■ Problem to solve:
How would you translate this sentence from the photography challenge text into Spanish: "The main goal is to get out, go somewhere, and experience the world through your camera."

■ Text extract:
————

In 2017, we created a Photography Challenge with 52 subjects to photograph throughout the year. Some of you took on this challenge and shared all your shots with us. We loved seeing your creativity, dedication, and cool photos, so we decided to do the same thing for 2018, only with a twist.
Instead of photographing specific subjects, the 2018 Photography Challenge focuses on places. What you decide to photograph in that location is up to you. The main goal is to get out, go somewhere, and experience the world through your camera.
We’ve tried to make the list as accessible as possible, allowing for a range of home bases and budgets. In other words, you don’t have to be rich or live in a city to visit all 52 places. You can adapt them to your situation, choosing places that best fit each idea.
Download our printable list and check off every place you visit. It doesn’t matter how, when, or what order you visit them. Simply visit all 52 places by the end of the year to complete this challenge!
Click the image below for a printable PDF.
For inspiration, check out these ideas and photos, selected from our amazing Flickr group.
Some photographers go out in the woods every week, while others feel lost or uninspired in a forest. If you’re not sure where to begin, check out our post about capturing hidden natural beauty. If there aren’t any forests in your area, try visiting a garden center or finding a mini-forest with a few trees.
An Old Building
Just make sure it’s safe to enter first.
A Creek or River
A dry riverbed or creekbed could also work.
Someplace You Love
A favorite restaurant, theater, or corner of your home could all work. Anywhere, basically.
Someplace You Hate
Ditto, only opposite. Maybe you’ll discover a small part of the place you can appreciate, if only as a picture.
A Zoo, Aquarium, or Nature Reserve
We’ve included “nature reserve” as an option in case zoos/aquariums are uncommon in your area. You could also try visiting a pet store with aquariums or a grocery store with fresh seafood in aqauriums.
A Big City
You can decide what “big” means.
A Tiny Town
Aim for really small–the kind of place where everyone knows or recognizes each other. A Chinatown, Koreatown, or other ethnic neighborhood could also work if you’re limited to a city.
You don’t need to visit the other side of the world (though that’d be cool, too). Anyplace unfamiliar could be considered foreign, even if it’s close to where you live.
A Friend’s Home
Giving you a good excuse to visit.
A Porch or Balcony
Bring out a chair and a cold drink, and you’ve got a perfect summer evening.
A Library or Book Shop
Books and readers are so photogenic, you might end up with dozens of great photos.
A Carnival or Amusement Park
They can be festive, fun, or creepy. Whatever the atmosphere, you can get cool photos.
What “weird” means is totally up to you. It could be a weird museum, a weird store, or even a weird part of your neighborhood.
A Family Member’s Home
With or without them present.
The word “desert” has several definitions. It can be a dry region, a lifeless part of the ocean, or any place that’s missing something, like culture. Use any definition you like.
Wherever the Rain Goes
A street gutter, a river, the ocean… Even a water treatment facility could be interesting.
A Parking Lot
Or “car park,” if you prefer.
Someplace Dogs Love
Think really happy, beyond average dog happiness.
Any sidewalk will do. Although, obviously, some sidewalks are better than others.

————

Rows from a pointing dataset
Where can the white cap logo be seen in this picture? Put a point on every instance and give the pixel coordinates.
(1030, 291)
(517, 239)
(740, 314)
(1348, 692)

————

■ Result of the task:
El objetivo principal es salir, ir a algún lugar y experimentar el mundo a través de tu cámara.